- [Directions] Copy the following entries line for line, without any changes.

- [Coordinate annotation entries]
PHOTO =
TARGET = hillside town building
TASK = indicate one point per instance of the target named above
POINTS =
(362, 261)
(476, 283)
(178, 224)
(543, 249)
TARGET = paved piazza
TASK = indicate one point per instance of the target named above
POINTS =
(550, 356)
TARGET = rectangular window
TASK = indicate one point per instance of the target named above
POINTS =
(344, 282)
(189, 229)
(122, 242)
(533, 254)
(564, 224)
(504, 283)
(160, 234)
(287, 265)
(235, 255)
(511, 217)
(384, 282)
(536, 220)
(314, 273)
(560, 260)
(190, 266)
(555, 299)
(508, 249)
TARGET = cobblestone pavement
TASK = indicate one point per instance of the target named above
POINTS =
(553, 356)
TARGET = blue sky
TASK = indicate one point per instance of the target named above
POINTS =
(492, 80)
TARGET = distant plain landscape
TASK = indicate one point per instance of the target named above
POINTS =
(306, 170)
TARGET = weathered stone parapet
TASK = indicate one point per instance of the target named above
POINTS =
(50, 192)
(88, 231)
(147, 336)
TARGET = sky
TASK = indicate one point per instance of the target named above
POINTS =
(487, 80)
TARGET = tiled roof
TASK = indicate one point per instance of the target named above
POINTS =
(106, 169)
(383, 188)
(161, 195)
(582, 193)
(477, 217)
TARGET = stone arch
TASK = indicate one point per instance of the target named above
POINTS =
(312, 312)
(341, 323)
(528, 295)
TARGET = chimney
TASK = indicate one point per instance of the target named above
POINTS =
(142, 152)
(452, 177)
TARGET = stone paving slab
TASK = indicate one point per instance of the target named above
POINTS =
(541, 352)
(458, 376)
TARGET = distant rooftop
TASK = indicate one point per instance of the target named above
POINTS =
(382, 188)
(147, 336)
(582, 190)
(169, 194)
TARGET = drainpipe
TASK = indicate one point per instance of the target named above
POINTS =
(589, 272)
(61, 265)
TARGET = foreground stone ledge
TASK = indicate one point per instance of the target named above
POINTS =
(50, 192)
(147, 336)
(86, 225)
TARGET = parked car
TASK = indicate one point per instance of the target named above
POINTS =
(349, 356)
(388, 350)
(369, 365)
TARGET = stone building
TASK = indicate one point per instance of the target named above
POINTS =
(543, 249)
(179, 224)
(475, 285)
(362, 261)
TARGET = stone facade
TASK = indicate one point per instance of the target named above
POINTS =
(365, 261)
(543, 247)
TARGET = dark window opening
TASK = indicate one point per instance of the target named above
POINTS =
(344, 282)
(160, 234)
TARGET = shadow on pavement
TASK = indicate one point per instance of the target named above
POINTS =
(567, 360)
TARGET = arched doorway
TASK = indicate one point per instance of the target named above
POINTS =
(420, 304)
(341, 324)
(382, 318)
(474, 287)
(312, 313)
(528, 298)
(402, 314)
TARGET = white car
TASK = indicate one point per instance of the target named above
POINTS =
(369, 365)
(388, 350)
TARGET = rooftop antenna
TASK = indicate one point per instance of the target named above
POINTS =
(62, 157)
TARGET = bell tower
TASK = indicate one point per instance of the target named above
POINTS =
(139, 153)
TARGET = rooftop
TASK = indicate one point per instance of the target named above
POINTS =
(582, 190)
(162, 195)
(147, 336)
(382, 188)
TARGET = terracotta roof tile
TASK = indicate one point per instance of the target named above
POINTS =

- [Task response]
PHOTO =
TARGET = hillside town building
TASK = indicate one point per instance of the target named above
POINTS =
(362, 261)
(476, 283)
(178, 224)
(543, 249)
TARGET = paved piazza
TASK = indicate one point per instance of the target named above
POINTS =
(550, 356)
TARGET = rectangular window
TASK = indicate one point per instance of the target named above
POINTS =
(344, 282)
(189, 229)
(122, 242)
(533, 254)
(564, 224)
(504, 283)
(160, 234)
(287, 265)
(235, 255)
(511, 217)
(384, 282)
(536, 220)
(314, 273)
(560, 260)
(190, 266)
(555, 299)
(508, 249)
TARGET = cobblestone pavement
TASK = indicate one point per instance of the target named above
POINTS =
(553, 356)
TARGET = blue sky
TASK = indicate one point per instance of the target named above
POINTS =
(492, 80)
TARGET = distant plain landscape
TASK = indicate one point per instance of the target named above
POINTS =
(306, 170)
TARGET = weathered stone parapet
TASK = indicate one point per instance of the target named above
POINTS =
(50, 192)
(88, 231)
(147, 336)
TARGET = sky
TASK = indicate one point per instance of the target named above
POINTS =
(487, 80)
TARGET = tiled roof
TASK = indicate one point per instance of the target named above
POINTS =
(106, 169)
(383, 188)
(161, 195)
(582, 193)
(477, 217)
TARGET = stone arch
TASK = indicate one point per instance of the target named above
POINTS =
(312, 312)
(341, 323)
(528, 295)
TARGET = chimney
TASK = indicate one point per instance of the target named above
POINTS =
(142, 152)
(452, 177)
TARGET = stone paving slab
TASK = indicate one point per instance of the target named above
POINTS =
(541, 352)
(458, 376)
TARGET = distant rooftop
TASK = indicate one point per instance of the target named above
POINTS =
(382, 188)
(147, 336)
(582, 190)
(169, 194)
TARGET = drainpipe
TASK = indicate one point per instance of the target named above
POINTS =
(589, 272)
(61, 265)
TARGET = foreground stone ledge
TASK = indicate one point per instance of the target named above
POINTS =
(50, 192)
(147, 336)
(86, 225)
TARGET = parked car
TASK = indicate one point per instance of the target named above
POINTS =
(349, 356)
(388, 350)
(369, 365)
TARGET = stone building
TASK = indicate one point per instance of the target named above
POINTS =
(543, 249)
(179, 224)
(475, 285)
(362, 261)
TARGET = stone facade
TASK = indicate one point per instance of the target named above
POINTS =
(365, 261)
(543, 247)
TARGET = dark window opening
TASK = indicate one point per instance of the target named above
POINTS =
(344, 282)
(160, 234)
TARGET = shadow on pavement
TASK = indicate one point per instance of the target named above
POINTS =
(567, 360)
TARGET = arched doorway
TASK = indicate one point per instance of the target named above
POINTS =
(420, 304)
(341, 324)
(382, 318)
(474, 287)
(312, 313)
(528, 298)
(402, 314)
TARGET = white car
TASK = indicate one point per instance of the target named above
POINTS =
(369, 365)
(388, 350)
TARGET = rooftop antenna
TASK = indicate one point per instance of the target named above
POINTS =
(62, 157)
TARGET = bell tower
TASK = indicate one point per instance of the target named above
POINTS =
(139, 153)
TARGET = rooftop
TASK = indicate one point per instance of the target named above
POINTS =
(582, 190)
(162, 195)
(147, 336)
(382, 188)
TARGET = terracotta roof tile
TASK = indicate one point per instance of the target named above
POINTS =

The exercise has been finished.